● Exercise instructions:
Provide the records once more, identical to the original.

● Given information:
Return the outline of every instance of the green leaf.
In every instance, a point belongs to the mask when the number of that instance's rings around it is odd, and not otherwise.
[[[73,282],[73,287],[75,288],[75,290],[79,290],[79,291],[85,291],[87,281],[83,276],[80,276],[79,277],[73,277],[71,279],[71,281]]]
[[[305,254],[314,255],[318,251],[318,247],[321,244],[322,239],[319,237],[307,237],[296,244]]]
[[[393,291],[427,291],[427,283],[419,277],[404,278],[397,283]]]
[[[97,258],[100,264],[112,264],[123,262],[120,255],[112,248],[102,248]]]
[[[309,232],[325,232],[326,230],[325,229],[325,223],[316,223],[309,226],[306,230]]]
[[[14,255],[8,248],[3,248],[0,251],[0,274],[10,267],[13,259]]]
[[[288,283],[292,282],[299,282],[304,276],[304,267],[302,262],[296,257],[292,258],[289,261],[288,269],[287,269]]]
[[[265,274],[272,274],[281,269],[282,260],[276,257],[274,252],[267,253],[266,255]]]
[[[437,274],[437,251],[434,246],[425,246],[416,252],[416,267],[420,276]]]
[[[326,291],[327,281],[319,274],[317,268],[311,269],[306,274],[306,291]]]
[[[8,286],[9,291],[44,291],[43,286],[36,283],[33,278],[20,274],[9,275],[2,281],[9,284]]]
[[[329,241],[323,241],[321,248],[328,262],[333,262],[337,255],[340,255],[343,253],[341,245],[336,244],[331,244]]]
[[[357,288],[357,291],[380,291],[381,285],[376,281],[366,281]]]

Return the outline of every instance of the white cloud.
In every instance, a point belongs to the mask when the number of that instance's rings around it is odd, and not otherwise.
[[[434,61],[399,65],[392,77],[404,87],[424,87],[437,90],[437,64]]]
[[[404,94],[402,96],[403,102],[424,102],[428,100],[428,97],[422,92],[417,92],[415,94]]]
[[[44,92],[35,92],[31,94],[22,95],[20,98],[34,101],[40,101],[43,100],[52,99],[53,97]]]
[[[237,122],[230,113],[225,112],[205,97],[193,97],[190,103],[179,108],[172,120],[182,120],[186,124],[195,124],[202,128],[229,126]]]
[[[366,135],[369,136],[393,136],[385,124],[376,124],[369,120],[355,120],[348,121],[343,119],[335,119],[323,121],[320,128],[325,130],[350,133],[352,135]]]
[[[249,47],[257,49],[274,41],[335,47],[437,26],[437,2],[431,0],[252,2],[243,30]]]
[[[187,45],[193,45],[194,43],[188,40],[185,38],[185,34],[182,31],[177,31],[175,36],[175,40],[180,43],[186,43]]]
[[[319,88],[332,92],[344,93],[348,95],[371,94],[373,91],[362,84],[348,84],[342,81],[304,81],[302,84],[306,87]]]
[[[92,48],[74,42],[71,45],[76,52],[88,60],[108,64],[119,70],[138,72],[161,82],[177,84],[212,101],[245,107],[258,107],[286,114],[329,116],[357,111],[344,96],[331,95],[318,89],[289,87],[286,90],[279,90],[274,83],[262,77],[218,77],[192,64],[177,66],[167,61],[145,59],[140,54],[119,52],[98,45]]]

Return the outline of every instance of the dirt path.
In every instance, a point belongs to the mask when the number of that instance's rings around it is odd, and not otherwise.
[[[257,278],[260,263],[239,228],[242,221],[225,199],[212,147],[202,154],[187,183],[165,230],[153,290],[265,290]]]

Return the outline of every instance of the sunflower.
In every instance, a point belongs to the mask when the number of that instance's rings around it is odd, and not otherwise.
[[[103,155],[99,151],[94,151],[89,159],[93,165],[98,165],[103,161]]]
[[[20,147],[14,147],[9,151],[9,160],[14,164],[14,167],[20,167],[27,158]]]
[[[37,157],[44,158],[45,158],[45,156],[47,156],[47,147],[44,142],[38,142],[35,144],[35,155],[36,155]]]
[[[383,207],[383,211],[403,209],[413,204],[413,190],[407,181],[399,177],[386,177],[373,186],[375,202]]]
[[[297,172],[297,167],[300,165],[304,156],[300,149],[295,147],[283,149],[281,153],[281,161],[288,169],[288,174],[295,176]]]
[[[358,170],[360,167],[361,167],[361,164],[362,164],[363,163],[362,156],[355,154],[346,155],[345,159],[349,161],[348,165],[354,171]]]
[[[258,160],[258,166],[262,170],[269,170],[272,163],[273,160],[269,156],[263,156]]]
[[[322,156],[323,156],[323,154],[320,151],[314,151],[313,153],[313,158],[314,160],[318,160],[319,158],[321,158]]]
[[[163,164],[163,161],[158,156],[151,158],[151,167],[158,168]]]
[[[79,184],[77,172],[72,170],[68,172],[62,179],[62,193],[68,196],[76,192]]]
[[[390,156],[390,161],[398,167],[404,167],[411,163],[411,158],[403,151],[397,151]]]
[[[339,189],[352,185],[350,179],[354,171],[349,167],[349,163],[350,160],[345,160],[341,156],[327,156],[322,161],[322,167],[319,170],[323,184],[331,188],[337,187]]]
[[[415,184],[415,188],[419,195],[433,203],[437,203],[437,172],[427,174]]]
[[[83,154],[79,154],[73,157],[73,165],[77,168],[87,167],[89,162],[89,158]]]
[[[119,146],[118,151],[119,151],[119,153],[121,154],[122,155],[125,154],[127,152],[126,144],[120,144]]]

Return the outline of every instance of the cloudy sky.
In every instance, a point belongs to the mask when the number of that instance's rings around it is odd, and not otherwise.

● Response below:
Return the outline of every instance of the green leaf.
In every instance, a point belongs to the mask when the number of that instance's rings around it is odd, and not otherwise.
[[[73,282],[73,287],[75,288],[75,290],[79,290],[79,291],[85,291],[87,281],[83,276],[80,276],[79,277],[73,277],[71,279],[71,281]]]
[[[305,254],[314,255],[318,251],[318,247],[321,244],[322,239],[319,237],[307,237],[296,244]]]
[[[393,291],[427,291],[427,283],[419,277],[404,278],[397,283]]]
[[[97,258],[100,264],[112,264],[123,262],[120,255],[112,248],[102,248]]]
[[[309,232],[325,232],[326,230],[325,229],[325,223],[316,223],[309,226],[306,230]]]
[[[14,255],[8,248],[3,248],[0,251],[0,274],[10,267],[13,259]]]
[[[288,283],[292,282],[299,282],[304,276],[304,267],[302,262],[296,257],[292,258],[289,261],[288,269],[287,269]]]
[[[265,274],[272,274],[281,269],[282,260],[276,257],[274,252],[267,253],[266,255]]]
[[[437,274],[437,251],[434,246],[425,246],[416,252],[416,267],[420,276]]]
[[[326,291],[327,281],[319,274],[317,268],[311,269],[306,274],[306,291]]]
[[[8,286],[9,291],[44,291],[43,286],[36,283],[33,278],[20,274],[9,275],[2,281],[9,284]]]
[[[329,241],[323,241],[321,248],[328,262],[333,262],[337,255],[340,255],[343,253],[341,245],[336,244],[331,244]]]
[[[357,288],[357,291],[380,291],[381,285],[376,281],[366,281]]]

Return the outline of every instance of the white cloud.
In every instance, a point belongs to the mask when the number of that instance's rings around it is odd, and not otherwise.
[[[434,61],[399,65],[392,77],[404,87],[424,87],[437,90],[437,64]]]
[[[404,94],[402,96],[403,102],[424,102],[428,100],[428,97],[422,92],[417,92],[415,94]]]
[[[44,92],[35,92],[31,94],[22,95],[20,98],[34,101],[40,101],[43,100],[52,99],[53,97]]]
[[[237,122],[230,113],[225,112],[205,97],[193,97],[190,103],[179,108],[172,120],[182,120],[186,124],[195,124],[202,128],[229,126]]]
[[[366,135],[369,136],[393,136],[385,124],[376,124],[369,120],[355,120],[348,121],[343,119],[335,119],[323,121],[320,128],[325,130],[350,133],[352,135]]]
[[[249,47],[257,49],[274,41],[335,47],[437,26],[437,2],[431,0],[252,2],[243,30]]]
[[[187,45],[193,45],[194,43],[188,40],[185,38],[185,34],[182,31],[177,31],[175,36],[175,40],[180,43],[186,43]]]
[[[319,88],[332,92],[344,93],[348,95],[371,94],[373,91],[362,84],[348,84],[342,81],[304,81],[302,84],[306,87]]]
[[[92,48],[74,42],[71,45],[76,52],[88,60],[108,64],[119,70],[138,72],[161,82],[177,84],[212,101],[245,107],[258,107],[286,114],[329,116],[357,111],[344,96],[331,95],[318,89],[289,87],[286,90],[279,90],[274,83],[262,77],[218,77],[192,64],[177,66],[167,61],[145,59],[140,54],[119,52],[98,45]]]

Return the outline of every instance of the dirt path.
In every instance, a point belongs to the mask when the number of that instance's rings around it is odd, and not otherwise.
[[[257,278],[260,263],[239,228],[242,221],[225,199],[212,147],[202,154],[187,183],[165,230],[153,290],[265,290]]]

Return the outline of every instance of the sunflower.
In every instance, a point belongs to the mask when the number of that instance's rings around it is odd, and not otherwise.
[[[103,155],[99,151],[94,151],[89,159],[93,165],[98,165],[103,161]]]
[[[20,147],[14,147],[9,151],[9,160],[14,164],[14,167],[20,167],[27,158]]]
[[[37,157],[44,158],[45,158],[45,156],[47,156],[47,147],[44,142],[38,142],[35,144],[35,155],[36,155]]]
[[[383,207],[383,211],[403,209],[413,204],[413,190],[407,181],[399,177],[386,177],[373,186],[375,202]]]
[[[297,172],[297,167],[300,165],[304,156],[300,149],[295,147],[283,149],[281,153],[281,161],[288,169],[288,174],[295,176]]]
[[[358,170],[360,167],[361,167],[361,164],[362,164],[363,163],[362,156],[355,154],[346,155],[345,159],[349,161],[348,165],[354,171]]]
[[[258,160],[258,166],[262,170],[269,170],[272,163],[273,160],[269,156],[263,156]]]
[[[322,156],[323,156],[323,154],[320,151],[314,151],[313,153],[313,158],[314,160],[318,160],[319,158],[321,158]]]
[[[163,164],[163,161],[158,156],[151,158],[151,167],[158,168]]]
[[[79,184],[77,172],[72,170],[68,172],[62,179],[62,193],[68,196],[76,192]]]
[[[390,156],[390,161],[398,167],[404,167],[411,163],[411,158],[403,151],[397,151]]]
[[[339,189],[352,185],[350,179],[354,171],[349,167],[349,163],[350,160],[345,160],[341,156],[327,156],[322,161],[322,167],[319,170],[323,184],[331,188],[337,187]]]
[[[415,184],[415,188],[419,195],[433,203],[437,203],[437,172],[427,174]]]
[[[83,154],[79,154],[73,157],[73,165],[77,168],[87,167],[89,162],[89,158]]]
[[[119,146],[118,151],[119,151],[119,153],[121,154],[122,155],[125,154],[127,152],[126,144],[120,144]]]

Return the outline of every instance of the cloudy sky.
In every instance, a point belongs to the mask when the number of that instance's rings around it is odd, and not otherwise.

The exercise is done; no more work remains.